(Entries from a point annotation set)
# # # # # # #

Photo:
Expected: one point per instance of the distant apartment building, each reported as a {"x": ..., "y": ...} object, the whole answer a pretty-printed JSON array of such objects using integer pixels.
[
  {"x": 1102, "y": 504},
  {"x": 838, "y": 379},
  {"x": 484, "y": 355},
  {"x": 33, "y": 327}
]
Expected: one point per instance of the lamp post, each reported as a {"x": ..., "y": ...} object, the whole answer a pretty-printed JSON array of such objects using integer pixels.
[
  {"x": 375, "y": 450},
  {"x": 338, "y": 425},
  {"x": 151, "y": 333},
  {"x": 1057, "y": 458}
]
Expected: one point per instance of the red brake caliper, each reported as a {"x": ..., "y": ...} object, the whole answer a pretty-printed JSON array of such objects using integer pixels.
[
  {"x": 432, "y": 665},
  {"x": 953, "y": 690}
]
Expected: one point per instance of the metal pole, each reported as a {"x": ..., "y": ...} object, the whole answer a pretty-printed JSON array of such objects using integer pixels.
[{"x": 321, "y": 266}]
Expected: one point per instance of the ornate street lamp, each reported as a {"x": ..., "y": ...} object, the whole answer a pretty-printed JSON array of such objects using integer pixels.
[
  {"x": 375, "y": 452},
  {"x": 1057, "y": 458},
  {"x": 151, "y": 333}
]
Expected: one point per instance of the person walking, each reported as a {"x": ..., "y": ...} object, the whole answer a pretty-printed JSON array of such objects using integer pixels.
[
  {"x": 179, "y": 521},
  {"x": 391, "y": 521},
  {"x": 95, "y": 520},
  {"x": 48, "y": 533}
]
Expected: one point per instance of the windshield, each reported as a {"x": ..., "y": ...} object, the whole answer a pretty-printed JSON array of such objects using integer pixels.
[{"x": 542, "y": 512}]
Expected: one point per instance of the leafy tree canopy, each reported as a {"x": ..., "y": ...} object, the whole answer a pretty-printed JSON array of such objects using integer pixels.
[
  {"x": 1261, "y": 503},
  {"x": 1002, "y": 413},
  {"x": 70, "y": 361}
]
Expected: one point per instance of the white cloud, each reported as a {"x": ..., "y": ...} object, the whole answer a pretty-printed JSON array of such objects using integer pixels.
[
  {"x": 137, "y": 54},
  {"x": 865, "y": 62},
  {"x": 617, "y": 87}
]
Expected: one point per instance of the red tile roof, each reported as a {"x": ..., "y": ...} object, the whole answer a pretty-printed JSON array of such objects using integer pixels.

# # # # # # #

* _What you should do_
Reproduce verbatim every line of the records from the one containing "Expected: one point per instance of the white" through the final line, including both of those lines.

* _Solution to this problem_
Expected: one point per instance of the white cloud, each reported as a {"x": ..., "y": ...} object, the whole answer a pretty-printed JSON array of such objects using integer pixels.
[
  {"x": 137, "y": 54},
  {"x": 865, "y": 62},
  {"x": 617, "y": 87}
]
Expected: one point per instance of the red tile roof, each reported as a {"x": ..., "y": ...} object, the whole answer a pretty-printed JSON array of such objects using integer pixels.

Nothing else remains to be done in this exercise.